» Task statement
Could you repeat every line below exactly, skipping the images?

Image point grounding data:

□ □ □ □ □

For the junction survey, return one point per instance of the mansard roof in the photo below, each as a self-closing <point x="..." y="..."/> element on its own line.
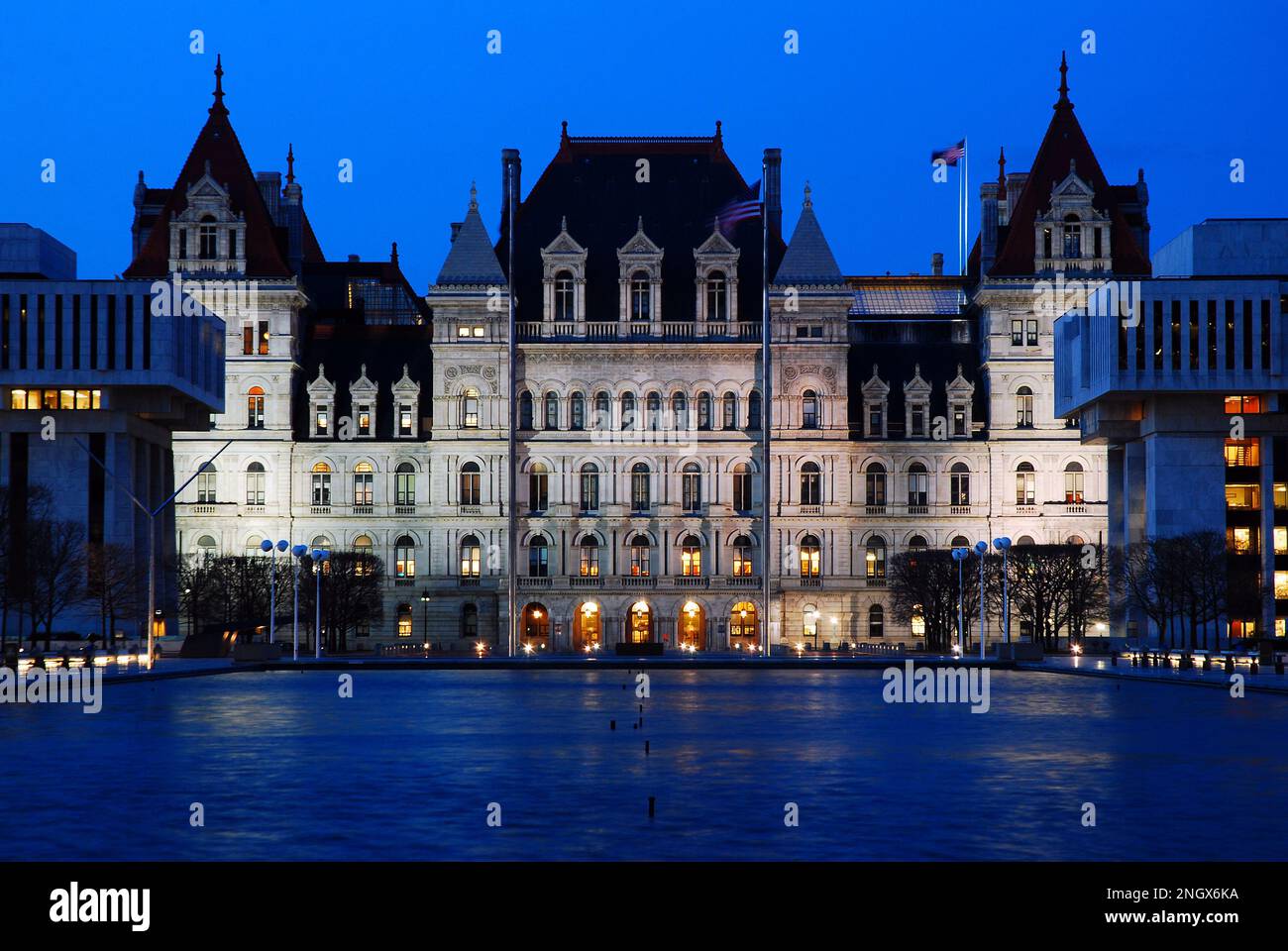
<point x="1065" y="144"/>
<point x="472" y="260"/>
<point x="592" y="182"/>
<point x="217" y="147"/>
<point x="809" y="258"/>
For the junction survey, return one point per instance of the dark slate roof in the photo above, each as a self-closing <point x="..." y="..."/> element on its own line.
<point x="1065" y="142"/>
<point x="592" y="182"/>
<point x="472" y="260"/>
<point x="809" y="257"/>
<point x="218" y="145"/>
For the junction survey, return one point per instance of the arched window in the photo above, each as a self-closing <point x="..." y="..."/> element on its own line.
<point x="703" y="411"/>
<point x="742" y="556"/>
<point x="876" y="621"/>
<point x="691" y="486"/>
<point x="874" y="558"/>
<point x="681" y="411"/>
<point x="364" y="483"/>
<point x="589" y="487"/>
<point x="729" y="415"/>
<point x="207" y="239"/>
<point x="875" y="479"/>
<point x="1073" y="483"/>
<point x="918" y="486"/>
<point x="321" y="483"/>
<point x="469" y="621"/>
<point x="256" y="407"/>
<point x="404" y="557"/>
<point x="589" y="556"/>
<point x="578" y="411"/>
<point x="691" y="556"/>
<point x="472" y="562"/>
<point x="603" y="411"/>
<point x="471" y="409"/>
<point x="472" y="483"/>
<point x="742" y="487"/>
<point x="640" y="296"/>
<point x="539" y="557"/>
<point x="811" y="484"/>
<point x="1025" y="484"/>
<point x="717" y="296"/>
<point x="539" y="487"/>
<point x="206" y="486"/>
<point x="809" y="410"/>
<point x="640" y="557"/>
<point x="958" y="484"/>
<point x="1024" y="407"/>
<point x="404" y="484"/>
<point x="566" y="308"/>
<point x="256" y="483"/>
<point x="810" y="557"/>
<point x="640" y="495"/>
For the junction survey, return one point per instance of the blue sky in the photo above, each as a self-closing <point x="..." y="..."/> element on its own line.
<point x="410" y="94"/>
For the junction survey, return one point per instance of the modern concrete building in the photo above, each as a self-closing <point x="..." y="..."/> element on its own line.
<point x="1181" y="377"/>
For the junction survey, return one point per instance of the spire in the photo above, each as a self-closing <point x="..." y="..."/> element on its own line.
<point x="1064" y="82"/>
<point x="219" y="86"/>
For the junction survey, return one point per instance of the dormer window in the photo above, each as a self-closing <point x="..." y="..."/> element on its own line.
<point x="640" y="296"/>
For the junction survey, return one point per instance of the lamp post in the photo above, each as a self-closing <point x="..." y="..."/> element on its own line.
<point x="1004" y="545"/>
<point x="266" y="545"/>
<point x="424" y="616"/>
<point x="960" y="555"/>
<point x="982" y="549"/>
<point x="299" y="552"/>
<point x="320" y="556"/>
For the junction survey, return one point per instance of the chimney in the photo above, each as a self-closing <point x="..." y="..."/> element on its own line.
<point x="990" y="213"/>
<point x="773" y="185"/>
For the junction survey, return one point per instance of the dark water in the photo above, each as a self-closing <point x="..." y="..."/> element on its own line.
<point x="406" y="768"/>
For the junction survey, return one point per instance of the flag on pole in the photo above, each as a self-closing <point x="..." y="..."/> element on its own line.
<point x="951" y="155"/>
<point x="741" y="209"/>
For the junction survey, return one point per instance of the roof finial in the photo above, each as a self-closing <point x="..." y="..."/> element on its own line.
<point x="1064" y="81"/>
<point x="219" y="85"/>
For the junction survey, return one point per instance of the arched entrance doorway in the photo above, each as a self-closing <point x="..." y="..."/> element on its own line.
<point x="588" y="628"/>
<point x="694" y="626"/>
<point x="640" y="624"/>
<point x="742" y="626"/>
<point x="535" y="626"/>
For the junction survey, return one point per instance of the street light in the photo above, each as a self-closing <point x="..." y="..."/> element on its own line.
<point x="960" y="555"/>
<point x="982" y="549"/>
<point x="1004" y="545"/>
<point x="299" y="552"/>
<point x="424" y="616"/>
<point x="266" y="545"/>
<point x="320" y="557"/>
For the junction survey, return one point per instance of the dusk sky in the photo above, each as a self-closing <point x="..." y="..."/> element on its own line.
<point x="410" y="94"/>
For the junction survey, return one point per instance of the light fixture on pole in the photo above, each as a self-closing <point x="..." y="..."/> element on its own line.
<point x="299" y="552"/>
<point x="982" y="549"/>
<point x="320" y="557"/>
<point x="1004" y="545"/>
<point x="960" y="555"/>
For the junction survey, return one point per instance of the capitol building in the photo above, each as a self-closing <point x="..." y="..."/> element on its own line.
<point x="906" y="411"/>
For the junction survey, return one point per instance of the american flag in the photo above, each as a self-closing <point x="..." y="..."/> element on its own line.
<point x="949" y="155"/>
<point x="745" y="206"/>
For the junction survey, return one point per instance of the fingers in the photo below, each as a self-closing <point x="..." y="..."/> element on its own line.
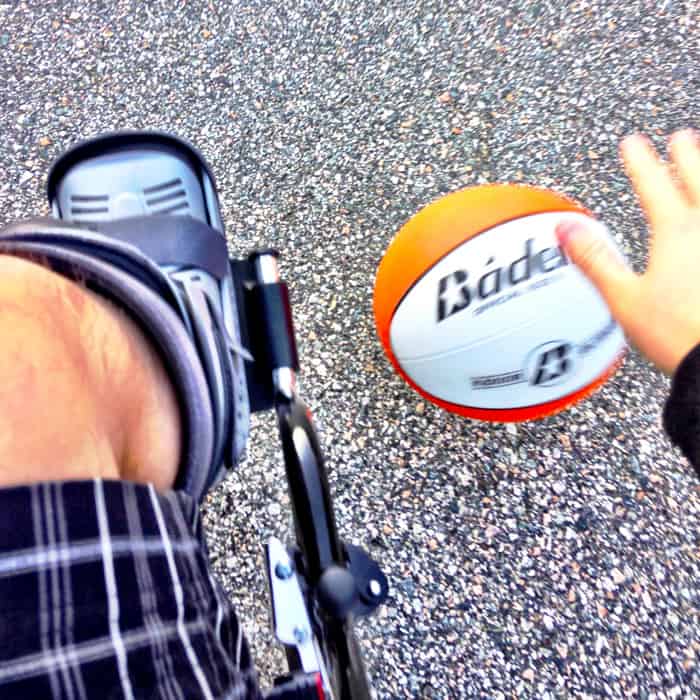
<point x="661" y="198"/>
<point x="685" y="151"/>
<point x="603" y="266"/>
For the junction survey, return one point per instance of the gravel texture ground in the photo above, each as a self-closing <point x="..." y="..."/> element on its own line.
<point x="546" y="560"/>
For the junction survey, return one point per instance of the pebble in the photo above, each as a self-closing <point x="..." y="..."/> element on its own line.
<point x="559" y="487"/>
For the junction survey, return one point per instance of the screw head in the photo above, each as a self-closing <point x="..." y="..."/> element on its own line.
<point x="283" y="571"/>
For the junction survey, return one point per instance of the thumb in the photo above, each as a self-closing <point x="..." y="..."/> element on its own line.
<point x="600" y="262"/>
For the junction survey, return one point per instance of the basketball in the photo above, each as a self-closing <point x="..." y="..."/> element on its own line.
<point x="482" y="313"/>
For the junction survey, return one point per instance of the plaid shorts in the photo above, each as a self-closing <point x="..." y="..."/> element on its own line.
<point x="105" y="592"/>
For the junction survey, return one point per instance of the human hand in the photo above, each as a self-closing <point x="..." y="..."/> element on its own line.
<point x="660" y="309"/>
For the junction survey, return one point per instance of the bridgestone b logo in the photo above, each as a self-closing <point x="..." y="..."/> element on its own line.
<point x="551" y="365"/>
<point x="455" y="293"/>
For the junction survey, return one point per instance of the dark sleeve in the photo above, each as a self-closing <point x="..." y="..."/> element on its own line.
<point x="682" y="410"/>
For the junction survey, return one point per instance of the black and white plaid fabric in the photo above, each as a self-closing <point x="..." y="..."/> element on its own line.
<point x="105" y="592"/>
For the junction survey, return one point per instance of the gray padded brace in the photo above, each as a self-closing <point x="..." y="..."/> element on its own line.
<point x="184" y="314"/>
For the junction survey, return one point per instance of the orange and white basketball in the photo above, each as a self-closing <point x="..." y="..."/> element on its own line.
<point x="481" y="311"/>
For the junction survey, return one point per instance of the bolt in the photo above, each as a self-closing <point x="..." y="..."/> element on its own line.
<point x="283" y="571"/>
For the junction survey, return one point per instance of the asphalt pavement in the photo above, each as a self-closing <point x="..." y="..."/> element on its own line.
<point x="552" y="559"/>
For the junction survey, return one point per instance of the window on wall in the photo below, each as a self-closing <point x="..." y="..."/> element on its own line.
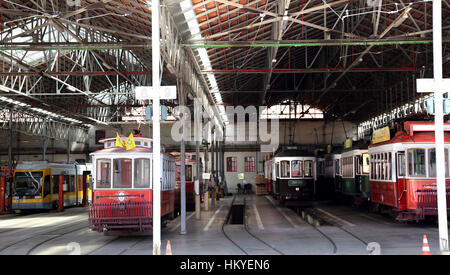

□ □ □ □ □

» Answer section
For the junction survey, return one point per instance of the mansard roof in the photo below, each as a self-closing <point x="..." y="..."/> element on its own line.
<point x="1065" y="144"/>
<point x="472" y="260"/>
<point x="592" y="182"/>
<point x="217" y="147"/>
<point x="809" y="258"/>
For the junction survey, return one point per instance of the dark slate roof in the photo above, each as a self-closing <point x="..." y="..."/> element on its own line.
<point x="1065" y="142"/>
<point x="592" y="182"/>
<point x="472" y="260"/>
<point x="809" y="257"/>
<point x="218" y="145"/>
For the junction survey, return one point per instance of the arched window in the photo above, each as a self-closing <point x="..." y="..."/> element on its own line.
<point x="703" y="411"/>
<point x="742" y="556"/>
<point x="876" y="621"/>
<point x="691" y="486"/>
<point x="874" y="558"/>
<point x="681" y="411"/>
<point x="364" y="483"/>
<point x="589" y="487"/>
<point x="729" y="415"/>
<point x="207" y="239"/>
<point x="875" y="479"/>
<point x="1073" y="483"/>
<point x="918" y="486"/>
<point x="321" y="483"/>
<point x="469" y="621"/>
<point x="256" y="407"/>
<point x="404" y="557"/>
<point x="589" y="556"/>
<point x="578" y="411"/>
<point x="691" y="556"/>
<point x="472" y="562"/>
<point x="603" y="411"/>
<point x="471" y="409"/>
<point x="472" y="483"/>
<point x="742" y="487"/>
<point x="640" y="296"/>
<point x="539" y="557"/>
<point x="811" y="484"/>
<point x="1025" y="484"/>
<point x="717" y="296"/>
<point x="539" y="487"/>
<point x="206" y="486"/>
<point x="809" y="410"/>
<point x="640" y="557"/>
<point x="958" y="484"/>
<point x="1024" y="407"/>
<point x="404" y="484"/>
<point x="566" y="308"/>
<point x="256" y="483"/>
<point x="810" y="557"/>
<point x="640" y="495"/>
For the junction survey, return one point per instance of the blue sky in the photo above, each as a self-closing <point x="..." y="..."/> element on its own line.
<point x="410" y="94"/>
For the junction survey, return one point per instance of the modern concrete building in the photo above, each as a self-closing <point x="..." y="..."/> element on its own line.
<point x="1181" y="377"/>
For the junction survey, return one point per instance of the spire in the photo above, each as a self-closing <point x="..." y="..."/> element on its own line.
<point x="1064" y="82"/>
<point x="219" y="86"/>
For the junction survey, return one point per instance of the dormer window in the photo above, each as a self-closing <point x="..." y="..."/> element on its own line.
<point x="640" y="296"/>
For the junction survey, return one point per instance of the lamp post in the photo above, each as a self-closing <point x="..." y="..."/> element on its own line.
<point x="1004" y="545"/>
<point x="266" y="545"/>
<point x="424" y="616"/>
<point x="960" y="555"/>
<point x="982" y="549"/>
<point x="299" y="552"/>
<point x="320" y="556"/>
For the junction survey, return one point per instance of the chimney in the photo above, each as a self-closing <point x="..." y="..."/> element on its own line.
<point x="990" y="213"/>
<point x="773" y="185"/>
For the junction survey, return one point per instance of the dark water in the photo above, each as a self-closing <point x="..." y="..."/> element on its own line.
<point x="406" y="768"/>
For the junction survey, return one point per instance of the flag on pole in the photo above, each as a self-closing <point x="..." y="..."/> element on its own line.
<point x="951" y="155"/>
<point x="741" y="209"/>
For the junction survey, return one point per instance of the roof finial in the photo above, each as a self-closing <point x="..." y="..."/> element on its own line.
<point x="1064" y="81"/>
<point x="219" y="85"/>
For the junction survey, return one point per instance of the arched entrance doorway in the photo above, each as a self-closing <point x="..." y="..."/> element on its own line.
<point x="588" y="628"/>
<point x="694" y="626"/>
<point x="640" y="624"/>
<point x="742" y="626"/>
<point x="535" y="626"/>
For the junction survey, return one point per instance of the street light in the photo above, each as a self-closing <point x="..." y="..."/> element on its own line.
<point x="960" y="555"/>
<point x="982" y="549"/>
<point x="1004" y="545"/>
<point x="299" y="552"/>
<point x="424" y="616"/>
<point x="266" y="545"/>
<point x="320" y="557"/>
For the junction survey, return one point per instance of the dusk sky in the photo above, each as a self-closing <point x="..." y="..."/> element on its own line.
<point x="410" y="94"/>
For the junction survey, return one point per instance of the light fixture on pole in the photo above, each as a self-closing <point x="..." y="..."/> element on its own line.
<point x="299" y="552"/>
<point x="982" y="549"/>
<point x="320" y="557"/>
<point x="1004" y="545"/>
<point x="960" y="555"/>
For the junction survey, return one point per instance of the capitol building in the photo above, each as a self-closing <point x="..." y="..."/> element on its own line.
<point x="906" y="411"/>
For the junction survey, return one point per instance of the american flag in the photo above, each as a self-closing <point x="..." y="..."/> element on its own line.
<point x="949" y="155"/>
<point x="745" y="206"/>
For the junction survey, return one point per instance of the fingers in the photo below, each as a self-closing <point x="..." y="..."/> element on its own line.
<point x="661" y="198"/>
<point x="685" y="151"/>
<point x="603" y="266"/>
For the junction survey, return one point per instance of the gravel texture ground in the photo above, each as a self-closing <point x="..." y="..."/> element on its own line.
<point x="546" y="560"/>
For the junction survey, return one point per instance of the pebble in the photo above, each as a self-closing <point x="..." y="..."/> element on its own line.
<point x="559" y="487"/>
For the junction survey, return one point per instance of the screw head in the photo above, each as a self-closing <point x="..." y="..."/> element on its own line.
<point x="283" y="571"/>
For the junction survey, return one point per instance of the thumb in the photo above, each as a self-closing <point x="..." y="..."/> element on its own line.
<point x="600" y="262"/>
For the junction survey, return one point per instance of the basketball in the photo above, each as a self-closing <point x="..." y="..."/> element on its own line.
<point x="482" y="313"/>
For the junction survey, return one point per instance of the plaid shorts in the photo above, each as a self-closing <point x="..." y="..."/> element on its own line.
<point x="105" y="592"/>
For the junction survey, return one point per instance of the human hand in the photo above, each as a self-closing <point x="..." y="..."/> element on its own line.
<point x="660" y="309"/>
For the junction survey, return one point per instance of the bridgestone b logo in the photo above, each as a self-closing <point x="..." y="..."/> element on its own line.
<point x="551" y="365"/>
<point x="455" y="293"/>
For the junction survey, return one point per instance of the dark sleeve in the photo above, each as a self-closing <point x="..." y="..."/> element on its own line.
<point x="682" y="410"/>
For the junction survey, return one point per instance of the black and white plaid fabric in the photo above, each as a self-closing <point x="..." y="..."/> element on its own line.
<point x="105" y="592"/>
For the junction survey, return one point per instance of the gray padded brace in the photo above, each as a self-closing <point x="..." y="..."/> element on its own line.
<point x="184" y="314"/>
For the junction survey, return one point per instance of the orange and white basketball in the photo above, each as a self-closing <point x="..." y="..."/> element on its own line.
<point x="481" y="311"/>
For the junction survey, return one point per instance of the bolt in the photo above, each as a self-closing <point x="..." y="..."/> element on its own line.
<point x="283" y="571"/>
For the junction survey, return one point per instance of the asphalt pavement in the photo above, each as a self-closing <point x="..." y="..."/> element on its own line.
<point x="552" y="559"/>
For the junction survey, return one point per instance of the window on wall in the photo below, each as a self-closing <point x="..." y="..."/> element on its own line.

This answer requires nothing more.